> _TRABAJO POR HACER_
[1] Copia de nuevo, sin cambiar nada, el tramo de los registros que va desde la línea que contiene "Return one point per instance of the woman's face" hasta el final de los registros, con ambos extremos incluidos.
[2] Sigue escribiendo el texto sobre el gimnasio a partir de su última oración.

> _TEXTO PROPORCIONADO_
_ _ _ _ _

Recuerdo la viscosidad en sus botones, por ejemplo. Presionabas donde decía PLAY y, como un niño que captura un peluche en una máquina de centro comercial, te llevabas a casa una suerte de moco que ni tres lavadas de manos removían.
También, esos días de correr como hámster eran como una prisión. Siempre colocaban las máquinas al lado de la ventana, imagino que suponiendo que, quien pasara, admirara los esculpidos músculos de quienes se ejercitaban del otro costado del cristal.
Pero a cambio, cualquier peatón que se dignara a cruzar aquellas baldosas curtidas que daban la bienvenida al gimnasio, se toparía en la ventana a la Fontana di Trevi de sudor, con el inhalador de salbutamol pegado a mi boca como si se tratara de cargar gasolina al auto.
Después de las horas plutonianas en la caminadora, el rito de aquel terrible lugar rezaba que debía enfrentarme al colochudo de las pesas. El tipo, musculoso, por supuesto, pero cargado de costras en sus brazos y cuello, atemorizaba hasta al matón más aguerrido.
En mi caso, no me alejaba de él por miedo a que me pegara (hasta para un patán como él hay reglas, ¿no? Y pegarle al más flojito del gimnasio lo haría ver como un gran fracasado), sino que mi fobia por aquel sujeto estaba en sus axilas. De allí brotaba una ola de suciedad que aleteaba en el aire.
Cada vez que veo alguna de las películas sobre los X-Men, recuerdo a ese tipo porque su capacidad de repelente humano era algo digno de un mutante. Como si fuera poco, las máquinas de pesas se encontraban en el segundo piso del establecimiento, donde apenas había una rendija de ventana que permitía que las moscas entraran para posarse sobre aquel tipejo.
El colochudo, como le decía mentalmente, tenía un par de amigos. Eran dos calvos —curiosamente— que tenían la maña de convertir el gimnasio en estaciones. Ellos se turnaban todas las máquinas entre sí al mismo tiempo, permitiendo que uno solo pudiera tomar las pesas que, por azar, dejaran sueltas.
Uno podría pensar que la solución al problema sería, claro, cambiar de horario. El problema residía en que estos tres tipos los encontrabas a cualquier hora ahí arriba.

_ _ _ _ _

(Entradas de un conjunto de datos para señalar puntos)
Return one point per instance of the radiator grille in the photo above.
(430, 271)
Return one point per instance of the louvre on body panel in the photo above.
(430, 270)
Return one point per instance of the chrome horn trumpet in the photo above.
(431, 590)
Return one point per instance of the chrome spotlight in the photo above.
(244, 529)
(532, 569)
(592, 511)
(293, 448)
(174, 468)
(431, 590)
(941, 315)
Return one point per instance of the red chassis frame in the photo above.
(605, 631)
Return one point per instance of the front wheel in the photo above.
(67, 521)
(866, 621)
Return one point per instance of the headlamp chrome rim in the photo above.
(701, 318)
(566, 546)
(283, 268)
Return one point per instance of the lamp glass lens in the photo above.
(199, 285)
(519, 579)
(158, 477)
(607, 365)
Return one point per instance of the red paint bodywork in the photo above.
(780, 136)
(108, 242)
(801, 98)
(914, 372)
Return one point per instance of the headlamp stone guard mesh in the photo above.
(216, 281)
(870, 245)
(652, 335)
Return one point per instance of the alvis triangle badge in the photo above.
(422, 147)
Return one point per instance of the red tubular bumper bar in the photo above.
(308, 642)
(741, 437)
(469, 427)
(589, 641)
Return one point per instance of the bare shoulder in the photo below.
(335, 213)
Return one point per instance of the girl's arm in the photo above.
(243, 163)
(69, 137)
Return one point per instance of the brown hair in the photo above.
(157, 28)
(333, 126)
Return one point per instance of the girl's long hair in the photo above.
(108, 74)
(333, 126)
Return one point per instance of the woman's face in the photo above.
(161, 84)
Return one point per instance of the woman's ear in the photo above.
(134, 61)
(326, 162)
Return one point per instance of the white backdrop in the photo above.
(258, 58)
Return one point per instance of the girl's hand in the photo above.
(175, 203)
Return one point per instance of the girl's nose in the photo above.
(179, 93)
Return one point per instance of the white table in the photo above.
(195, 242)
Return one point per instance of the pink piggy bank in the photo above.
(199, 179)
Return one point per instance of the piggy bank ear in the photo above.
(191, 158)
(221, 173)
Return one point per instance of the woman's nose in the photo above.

_ _ _ _ _

> _RESPUESTAS DEL EJERCICIO_
[1]
Return one point per instance of the woman's face in the photo above.
(161, 84)
Return one point per instance of the woman's ear in the photo above.
(134, 61)
(326, 162)
Return one point per instance of the white backdrop in the photo above.
(258, 58)
Return one point per instance of the girl's hand in the photo above.
(175, 203)
Return one point per instance of the girl's nose in the photo above.
(179, 93)
Return one point per instance of the white table in the photo above.
(195, 242)
Return one point per instance of the pink piggy bank in the photo above.
(199, 179)
Return one point per instance of the piggy bank ear in the photo above.
(191, 158)
(221, 173)
Return one point per instance of the woman's nose in the photo above.

[2]
Traté en la mañana, a primera hora, y ahí estaban. Lo mismo a la hora de almuerzo, ¡incluso de noche! El gimnasio se había convertido en un internamiento para esos tres, y siempre los podías ver con la misma procesión entre máquinas. A la fecha, no entiendo por qué el gimnasio gastaba un salario en un guardia de seguridad si contaba con esos tres musculosos a toda hora.
En el probable caso de que consiguieras alguna de las máquinas, lo mejor era llevar cargado tu celular para buscar algún video en YouTube sobre cómo usar los aparatos porque, como se podía esperar, los instructores coqueteaban con las mujeres que rondaran el lugar.
Si llegabas a pedirles un favor, te ponían una cara que no era nada menos que un sinónimo de sacar el dedo del centro. Lo mejor era confiar en los datos móviles del teléfono que soportaran las horas necesarias para, al menos, tomar unas tres máquinas e ir a casa sintiendo que hiciste algo.
Que el suplicio de aquellas rutinas diarias acabara, hubiese sido considerado una bendición. Lástima que, la forma de terminar con esos días de perro, fue con una lesión.
Mi espalda firmó la factura de invertir unos cuantos colones en ese sitio detestable; en ese hervidero que se atreve a llamar gimnasio.
Como un viejo mito, aún el gimnasio trabaja. Tiene otro nombre —ha tenido como tres distintos desde que estuve ahí, para buscarse ahorrar algunos impuestos o algo así— y, desde el cristal, se ve que nada ha cambiado.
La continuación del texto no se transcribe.